[DATA TO USE]

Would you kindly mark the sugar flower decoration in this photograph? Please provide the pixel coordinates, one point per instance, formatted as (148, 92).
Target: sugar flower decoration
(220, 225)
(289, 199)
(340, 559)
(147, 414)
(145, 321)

[EXERCISE BRIEF]
Could you retype all of the data above line for line, with no changes?

[FULL OUTPUT]
Would you kindly mark the sugar flower decoration in this photograph? Please provide the pixel coordinates, one point per instance, formatted as (148, 92).
Target: sugar flower decoration
(220, 225)
(289, 199)
(340, 559)
(147, 414)
(145, 321)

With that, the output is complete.